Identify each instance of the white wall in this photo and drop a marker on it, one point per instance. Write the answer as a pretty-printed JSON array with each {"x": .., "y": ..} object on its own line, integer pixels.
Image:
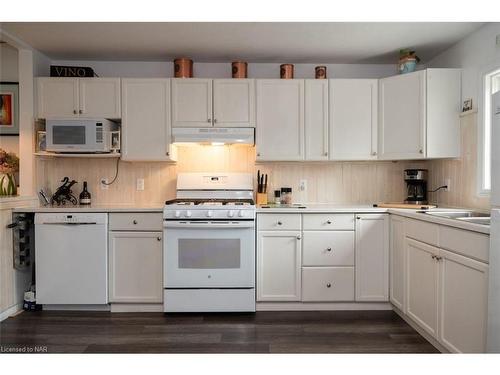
[
  {"x": 223, "y": 70},
  {"x": 473, "y": 54}
]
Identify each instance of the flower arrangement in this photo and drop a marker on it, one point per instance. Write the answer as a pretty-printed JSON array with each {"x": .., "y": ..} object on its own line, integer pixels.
[{"x": 9, "y": 165}]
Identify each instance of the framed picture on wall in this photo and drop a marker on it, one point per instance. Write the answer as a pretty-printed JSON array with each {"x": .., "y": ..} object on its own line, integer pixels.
[{"x": 9, "y": 108}]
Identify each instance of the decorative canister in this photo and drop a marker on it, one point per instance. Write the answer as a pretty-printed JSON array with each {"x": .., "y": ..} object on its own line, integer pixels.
[
  {"x": 286, "y": 71},
  {"x": 239, "y": 69},
  {"x": 320, "y": 72},
  {"x": 183, "y": 68}
]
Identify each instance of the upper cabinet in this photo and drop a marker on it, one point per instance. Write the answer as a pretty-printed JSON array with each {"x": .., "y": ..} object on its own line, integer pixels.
[
  {"x": 78, "y": 97},
  {"x": 316, "y": 119},
  {"x": 146, "y": 131},
  {"x": 198, "y": 102},
  {"x": 419, "y": 115},
  {"x": 353, "y": 119},
  {"x": 280, "y": 119}
]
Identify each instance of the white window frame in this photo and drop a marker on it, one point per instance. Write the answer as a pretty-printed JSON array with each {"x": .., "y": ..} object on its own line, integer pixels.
[{"x": 484, "y": 135}]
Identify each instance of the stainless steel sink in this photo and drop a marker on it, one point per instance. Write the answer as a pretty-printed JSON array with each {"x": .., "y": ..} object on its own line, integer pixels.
[{"x": 473, "y": 217}]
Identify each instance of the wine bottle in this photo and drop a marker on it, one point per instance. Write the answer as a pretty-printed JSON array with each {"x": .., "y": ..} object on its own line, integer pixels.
[{"x": 85, "y": 195}]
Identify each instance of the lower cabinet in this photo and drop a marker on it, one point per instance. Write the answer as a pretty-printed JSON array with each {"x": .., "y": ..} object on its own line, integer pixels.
[
  {"x": 279, "y": 255},
  {"x": 463, "y": 301},
  {"x": 135, "y": 267},
  {"x": 372, "y": 257}
]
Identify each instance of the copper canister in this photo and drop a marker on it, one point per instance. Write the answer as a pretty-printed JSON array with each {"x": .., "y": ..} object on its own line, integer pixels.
[
  {"x": 286, "y": 71},
  {"x": 183, "y": 68},
  {"x": 320, "y": 72},
  {"x": 239, "y": 69}
]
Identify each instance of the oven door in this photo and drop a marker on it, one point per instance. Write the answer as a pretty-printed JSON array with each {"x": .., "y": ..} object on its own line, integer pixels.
[{"x": 209, "y": 254}]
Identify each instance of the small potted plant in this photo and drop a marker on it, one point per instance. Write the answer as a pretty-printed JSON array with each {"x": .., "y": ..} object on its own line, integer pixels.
[
  {"x": 9, "y": 166},
  {"x": 407, "y": 61}
]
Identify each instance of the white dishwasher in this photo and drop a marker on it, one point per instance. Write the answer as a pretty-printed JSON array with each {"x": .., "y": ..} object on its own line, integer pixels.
[{"x": 71, "y": 258}]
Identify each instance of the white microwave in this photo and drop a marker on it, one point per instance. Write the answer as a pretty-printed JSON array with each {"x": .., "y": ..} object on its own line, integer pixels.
[{"x": 79, "y": 135}]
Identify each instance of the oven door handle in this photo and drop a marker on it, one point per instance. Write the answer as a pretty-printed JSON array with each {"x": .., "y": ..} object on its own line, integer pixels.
[{"x": 208, "y": 224}]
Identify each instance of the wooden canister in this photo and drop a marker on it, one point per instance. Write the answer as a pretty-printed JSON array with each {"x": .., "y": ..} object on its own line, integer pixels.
[
  {"x": 286, "y": 71},
  {"x": 239, "y": 69},
  {"x": 320, "y": 72},
  {"x": 183, "y": 68}
]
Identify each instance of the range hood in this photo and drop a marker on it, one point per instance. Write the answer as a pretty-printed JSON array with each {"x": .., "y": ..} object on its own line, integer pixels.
[{"x": 244, "y": 136}]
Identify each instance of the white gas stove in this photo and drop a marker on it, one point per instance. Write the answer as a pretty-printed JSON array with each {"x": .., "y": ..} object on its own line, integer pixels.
[{"x": 209, "y": 244}]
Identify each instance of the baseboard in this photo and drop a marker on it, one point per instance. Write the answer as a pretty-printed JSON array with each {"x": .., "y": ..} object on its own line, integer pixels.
[
  {"x": 421, "y": 331},
  {"x": 76, "y": 307},
  {"x": 322, "y": 306},
  {"x": 11, "y": 311},
  {"x": 136, "y": 307}
]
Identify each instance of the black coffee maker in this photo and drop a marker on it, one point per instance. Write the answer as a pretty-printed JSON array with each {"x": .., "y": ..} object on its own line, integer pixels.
[{"x": 416, "y": 186}]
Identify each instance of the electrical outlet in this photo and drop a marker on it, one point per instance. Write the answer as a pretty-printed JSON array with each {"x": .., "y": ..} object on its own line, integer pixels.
[
  {"x": 303, "y": 185},
  {"x": 447, "y": 182},
  {"x": 139, "y": 184},
  {"x": 103, "y": 183}
]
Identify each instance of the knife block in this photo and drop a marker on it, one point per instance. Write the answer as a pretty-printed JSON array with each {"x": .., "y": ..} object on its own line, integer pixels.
[{"x": 261, "y": 198}]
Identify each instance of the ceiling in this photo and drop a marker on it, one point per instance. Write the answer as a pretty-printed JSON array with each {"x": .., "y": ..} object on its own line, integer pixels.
[{"x": 349, "y": 42}]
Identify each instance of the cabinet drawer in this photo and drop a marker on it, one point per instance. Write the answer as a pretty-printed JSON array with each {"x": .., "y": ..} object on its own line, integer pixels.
[
  {"x": 467, "y": 243},
  {"x": 327, "y": 284},
  {"x": 422, "y": 231},
  {"x": 150, "y": 221},
  {"x": 278, "y": 222},
  {"x": 328, "y": 221},
  {"x": 328, "y": 248}
]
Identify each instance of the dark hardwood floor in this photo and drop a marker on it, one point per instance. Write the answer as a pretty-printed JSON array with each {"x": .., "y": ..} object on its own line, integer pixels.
[{"x": 263, "y": 332}]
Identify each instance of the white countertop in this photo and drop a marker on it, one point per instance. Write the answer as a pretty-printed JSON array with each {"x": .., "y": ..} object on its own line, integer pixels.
[{"x": 410, "y": 213}]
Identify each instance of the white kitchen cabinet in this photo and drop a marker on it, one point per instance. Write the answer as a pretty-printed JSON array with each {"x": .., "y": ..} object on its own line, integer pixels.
[
  {"x": 353, "y": 119},
  {"x": 279, "y": 265},
  {"x": 419, "y": 115},
  {"x": 78, "y": 97},
  {"x": 57, "y": 97},
  {"x": 135, "y": 267},
  {"x": 422, "y": 284},
  {"x": 316, "y": 119},
  {"x": 146, "y": 131},
  {"x": 192, "y": 102},
  {"x": 463, "y": 301},
  {"x": 397, "y": 262},
  {"x": 372, "y": 257},
  {"x": 234, "y": 103},
  {"x": 100, "y": 97},
  {"x": 280, "y": 119}
]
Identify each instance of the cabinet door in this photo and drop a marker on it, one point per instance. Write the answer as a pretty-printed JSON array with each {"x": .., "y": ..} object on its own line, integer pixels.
[
  {"x": 278, "y": 266},
  {"x": 234, "y": 103},
  {"x": 422, "y": 284},
  {"x": 353, "y": 119},
  {"x": 402, "y": 116},
  {"x": 372, "y": 257},
  {"x": 57, "y": 97},
  {"x": 100, "y": 97},
  {"x": 316, "y": 119},
  {"x": 280, "y": 119},
  {"x": 397, "y": 262},
  {"x": 191, "y": 102},
  {"x": 145, "y": 119},
  {"x": 463, "y": 301},
  {"x": 135, "y": 267}
]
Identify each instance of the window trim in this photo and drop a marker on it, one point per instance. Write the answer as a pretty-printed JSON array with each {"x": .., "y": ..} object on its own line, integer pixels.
[{"x": 485, "y": 73}]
=-=-=
Given problem: Emit verbatim the lines running from the one with "Identify each instance of the cabinet door" through the last line of the data, both endpoints inclusive.

Response to this exercise:
Identify each instance of the cabinet door in this photo and drop a marker on it, one point per instance. Write the answer as a pretty-printed JSON array with each {"x": .., "y": ..} object on its own line, integer pixels.
[
  {"x": 278, "y": 266},
  {"x": 234, "y": 103},
  {"x": 422, "y": 284},
  {"x": 353, "y": 119},
  {"x": 402, "y": 116},
  {"x": 372, "y": 257},
  {"x": 57, "y": 97},
  {"x": 100, "y": 97},
  {"x": 316, "y": 119},
  {"x": 280, "y": 119},
  {"x": 397, "y": 262},
  {"x": 191, "y": 102},
  {"x": 145, "y": 119},
  {"x": 463, "y": 301},
  {"x": 135, "y": 267}
]
Identify each instance of the window trim in this photo and drop a marker on it, one point per instance. Write the answer as a pretty-printed JSON array with each {"x": .., "y": ..} object on its own line, integer pixels.
[{"x": 485, "y": 73}]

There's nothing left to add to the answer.